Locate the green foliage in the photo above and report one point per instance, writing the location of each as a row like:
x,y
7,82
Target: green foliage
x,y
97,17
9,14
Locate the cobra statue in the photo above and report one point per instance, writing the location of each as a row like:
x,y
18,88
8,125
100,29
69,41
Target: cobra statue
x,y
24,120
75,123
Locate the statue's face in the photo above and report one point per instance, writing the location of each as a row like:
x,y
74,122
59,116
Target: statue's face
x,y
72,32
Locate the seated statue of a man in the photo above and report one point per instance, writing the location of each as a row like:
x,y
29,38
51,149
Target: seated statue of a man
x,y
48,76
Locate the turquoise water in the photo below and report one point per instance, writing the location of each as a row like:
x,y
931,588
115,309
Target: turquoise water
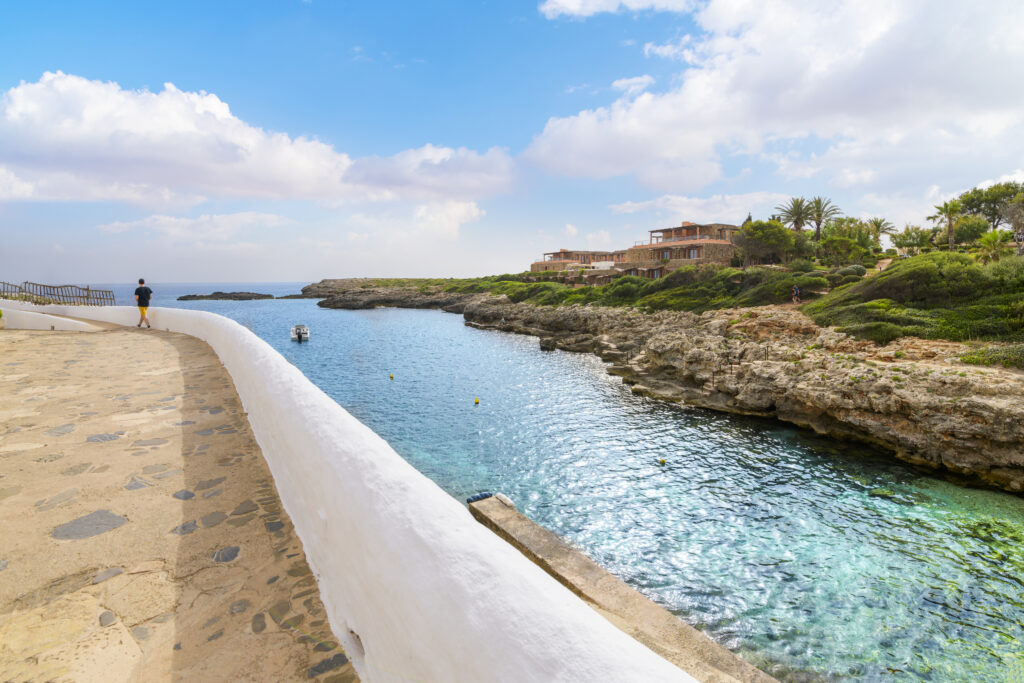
○ ○ ○ ○ ○ ○ ○
→ Task item
From the first line to the last, please copy the data exactly, with the pictures left out.

→ Answer box
Locate the green foliage in the photo above and report one point per instance, writing the location of each as a row like:
x,y
7,82
Target: green foliage
x,y
97,17
9,14
Locate the cobra statue in the photo above and report one point per instance, writing the location of each as a row like:
x,y
18,88
8,125
100,29
69,41
Target: cobra statue
x,y
24,120
75,123
Locate the statue's face in the photo above and report one point per instance, writing the location of each as a row like:
x,y
74,122
59,116
Target: statue's face
x,y
72,32
Locate the seated statue of a man in the photo above and report one point per instance, writing the location of each as a row like:
x,y
29,38
51,149
Target: seated statue of a man
x,y
48,76
Locate the turquoise water in the photo below and report one point per instance, writing the location of each as a row like:
x,y
931,588
115,309
Target: turquoise water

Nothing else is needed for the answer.